- Task brief
Each record is to be transcribed exactly.

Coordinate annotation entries
==*==

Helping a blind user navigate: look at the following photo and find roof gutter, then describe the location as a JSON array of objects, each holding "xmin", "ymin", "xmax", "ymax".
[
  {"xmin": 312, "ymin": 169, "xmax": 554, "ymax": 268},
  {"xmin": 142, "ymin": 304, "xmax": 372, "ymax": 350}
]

==*==

- Solution
Helping a blind user navigate: look at the following photo and find roof gutter, then describe the location as a JSON array of objects, each holding "xmin", "ymin", "xmax", "ymax".
[
  {"xmin": 312, "ymin": 169, "xmax": 554, "ymax": 268},
  {"xmin": 142, "ymin": 304, "xmax": 372, "ymax": 350}
]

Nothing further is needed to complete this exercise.